TRY IT
Rewrite the listing below with "coarse mask" in place of every "rough mask", leaving everything else unchanged.

[MATERIAL FOR THIS EXERCISE]

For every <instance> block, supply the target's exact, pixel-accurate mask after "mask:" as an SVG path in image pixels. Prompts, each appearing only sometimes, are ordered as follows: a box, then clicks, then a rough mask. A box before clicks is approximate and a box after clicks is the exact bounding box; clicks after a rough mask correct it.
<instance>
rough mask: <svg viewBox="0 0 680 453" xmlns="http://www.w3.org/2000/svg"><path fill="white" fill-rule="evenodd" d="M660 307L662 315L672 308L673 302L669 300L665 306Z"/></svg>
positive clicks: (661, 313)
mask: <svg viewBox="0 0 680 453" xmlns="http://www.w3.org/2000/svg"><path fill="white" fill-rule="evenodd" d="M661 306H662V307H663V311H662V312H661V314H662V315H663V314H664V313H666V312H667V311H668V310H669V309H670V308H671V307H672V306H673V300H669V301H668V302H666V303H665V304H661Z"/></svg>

[/MATERIAL FOR THIS EXERCISE]

RESULT OF THE TASK
For every <instance> block, supply the target's exact, pixel-accurate mask after "mask:" as an SVG path in image pixels. Prompts, each appearing only sometimes, are ordered as follows: a box, then clicks, then a coarse mask. A box before clicks is approximate and a box after clicks is the exact bounding box; clicks after a coarse mask correct it.
<instance>
coarse mask: <svg viewBox="0 0 680 453" xmlns="http://www.w3.org/2000/svg"><path fill="white" fill-rule="evenodd" d="M660 307L662 315L672 308L673 302L669 300L665 306Z"/></svg>
positive clicks: (661, 313)
mask: <svg viewBox="0 0 680 453" xmlns="http://www.w3.org/2000/svg"><path fill="white" fill-rule="evenodd" d="M661 306H662V307H663V311H662V312H661V314H662V315H663V314H664V313H666V312H667V311H668V310H669V309H670V308H671V307H672V306H673V300H669V301H668V302H666V303H665V304H661Z"/></svg>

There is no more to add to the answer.